● **Data to process**:
■ ■ ■

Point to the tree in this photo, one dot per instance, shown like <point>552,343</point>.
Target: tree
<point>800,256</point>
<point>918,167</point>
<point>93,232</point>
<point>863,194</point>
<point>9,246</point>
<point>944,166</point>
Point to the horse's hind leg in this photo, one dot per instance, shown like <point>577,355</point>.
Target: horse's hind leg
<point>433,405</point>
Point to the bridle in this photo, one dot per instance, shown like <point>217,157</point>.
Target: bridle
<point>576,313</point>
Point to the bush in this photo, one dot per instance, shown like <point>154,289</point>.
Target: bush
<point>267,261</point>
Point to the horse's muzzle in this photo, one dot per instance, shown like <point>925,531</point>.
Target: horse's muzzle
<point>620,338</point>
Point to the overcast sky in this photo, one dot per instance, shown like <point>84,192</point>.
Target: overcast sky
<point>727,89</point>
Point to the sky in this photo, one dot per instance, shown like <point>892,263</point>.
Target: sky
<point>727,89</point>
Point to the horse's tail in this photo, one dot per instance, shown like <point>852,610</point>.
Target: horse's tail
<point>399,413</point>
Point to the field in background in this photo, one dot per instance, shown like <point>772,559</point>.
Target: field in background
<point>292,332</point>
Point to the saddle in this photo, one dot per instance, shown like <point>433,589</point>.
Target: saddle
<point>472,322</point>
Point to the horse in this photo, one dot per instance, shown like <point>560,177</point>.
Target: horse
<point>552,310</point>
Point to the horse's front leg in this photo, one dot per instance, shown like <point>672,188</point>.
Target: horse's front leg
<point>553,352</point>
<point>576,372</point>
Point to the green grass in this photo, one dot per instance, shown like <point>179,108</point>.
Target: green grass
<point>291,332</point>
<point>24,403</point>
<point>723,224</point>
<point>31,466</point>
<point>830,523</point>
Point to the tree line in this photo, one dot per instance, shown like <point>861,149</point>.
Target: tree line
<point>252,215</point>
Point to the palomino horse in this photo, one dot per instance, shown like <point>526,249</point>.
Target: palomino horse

■ ■ ■

Give back exactly the lines from the one containing "Point to the palomino" through the last line of the records.

Point to the palomino horse in this photo, one dot per instance, shown like <point>526,249</point>.
Target: palomino horse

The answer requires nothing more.